▸ Passage shown
↓
# flounder and mackerel



## RandyGuy (Dec 20, 2014)

Been fishing fort pickens, Sykes, ball park, palafox and 3 mile area for the past 5+ monthes. Let's start off with the fish I am going after the most flounder. They are everywhere but not in thick numbers yet. I was fishing pickens and flounder were scattered everywhere but, all were small fish. Your best bet is to hit Sykes either side works and bring some bull minnows and as a back up gulp shrimp in the new penny color using 3/8 Oz jig head. If you wanna start with some decent size flounder hit the very end of each bridge and throw at the bumpers and once it hits the bottom bump the bottom with your bull minnows on your jog head if current and wind isn't strong.
Now mackerel have been hitting LY and gotcha plugs. If they have been cutting you off then use about 8 in of 15 lb wire and a 2x long shank hook free lining bait. Another bait that can be used is gulp swimming mullet in white, I happened to get lucky on the reaction strike. 
And sheepshead are slowly creeping in so don't try for them yet just let come to the structures and feed and in about two to three weeks they will be thick.
Tight lines everyone


----------



## Trucki-n-ihsiF (Mar 23, 2008)

Good report! I was at 3 mile yesterday and caught 2 14" Spanish at sunset.Then one ground mullet and a decent sized white trout at night.


----------



## GROUPERKING (Sep 28, 2011)

Thanks for the report.


----------



## Guyman (Feb 9, 2014)

Good report all the info is almost the same here get the same results!!!


----------



## jsnbrdgs82 (Jun 30, 2014)

Thank you RandyGuy! Now that's an informative report I actually comprehend.


----------
↑
▸ Given data
↓
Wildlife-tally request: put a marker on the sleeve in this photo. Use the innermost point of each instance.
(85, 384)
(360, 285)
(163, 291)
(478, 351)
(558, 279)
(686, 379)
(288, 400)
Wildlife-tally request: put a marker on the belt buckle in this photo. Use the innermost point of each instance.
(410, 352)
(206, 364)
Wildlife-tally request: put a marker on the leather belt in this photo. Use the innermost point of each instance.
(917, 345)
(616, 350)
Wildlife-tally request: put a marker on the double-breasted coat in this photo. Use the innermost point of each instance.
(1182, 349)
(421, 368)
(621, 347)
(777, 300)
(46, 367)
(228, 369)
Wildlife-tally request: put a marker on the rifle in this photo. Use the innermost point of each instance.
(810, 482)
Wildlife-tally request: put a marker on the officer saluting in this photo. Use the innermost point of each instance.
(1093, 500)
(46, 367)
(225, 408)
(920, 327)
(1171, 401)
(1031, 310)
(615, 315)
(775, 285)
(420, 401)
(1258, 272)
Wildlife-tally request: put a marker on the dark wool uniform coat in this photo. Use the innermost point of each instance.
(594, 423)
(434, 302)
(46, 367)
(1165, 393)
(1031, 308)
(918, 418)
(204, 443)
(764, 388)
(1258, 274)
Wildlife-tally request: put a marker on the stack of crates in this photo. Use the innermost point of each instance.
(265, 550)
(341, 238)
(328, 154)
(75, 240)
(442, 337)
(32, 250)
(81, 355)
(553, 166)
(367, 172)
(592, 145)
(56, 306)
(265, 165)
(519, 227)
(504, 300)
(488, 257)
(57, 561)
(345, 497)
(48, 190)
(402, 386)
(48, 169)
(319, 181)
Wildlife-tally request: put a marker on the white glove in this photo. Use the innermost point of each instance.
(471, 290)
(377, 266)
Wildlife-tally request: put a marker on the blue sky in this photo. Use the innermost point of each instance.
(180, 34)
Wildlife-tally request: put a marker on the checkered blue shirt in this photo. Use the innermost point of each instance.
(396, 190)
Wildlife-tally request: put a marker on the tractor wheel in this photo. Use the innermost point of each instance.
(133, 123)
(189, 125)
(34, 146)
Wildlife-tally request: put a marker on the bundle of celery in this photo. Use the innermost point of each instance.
↑
▸ Tasks for this exercise
**1)** Print the portion of the fishing report thread between "And sheepshead are" and "(Mar 23, 2008)", inclusive, copying it word for word.
**2)** Reproduce the lines of the records between the lines holding "Wildlife-tally request: put a marker on the double-breasted" and "(1258, 272)", inclusive, keeping each one unchanged and giving nothing else.

▸ Answers
**1)**
And sheepshead are slowly creeping in so don't try for them yet just let come to the structures and feed and in about two to three weeks they will be thick.
Tight lines everyone


----------



## Trucki-n-ihsiF (Mar 23, 2008)

**2)**
Wildlife-tally request: put a marker on the double-breasted coat in this photo. Use the innermost point of each instance.
(1182, 349)
(421, 368)
(621, 347)
(777, 300)
(46, 367)
(228, 369)
Wildlife-tally request: put a marker on the rifle in this photo. Use the innermost point of each instance.
(810, 482)
Wildlife-tally request: put a marker on the officer saluting in this photo. Use the innermost point of each instance.
(1093, 500)
(46, 367)
(225, 408)
(920, 327)
(1171, 401)
(1031, 310)
(615, 315)
(775, 285)
(420, 401)
(1258, 272)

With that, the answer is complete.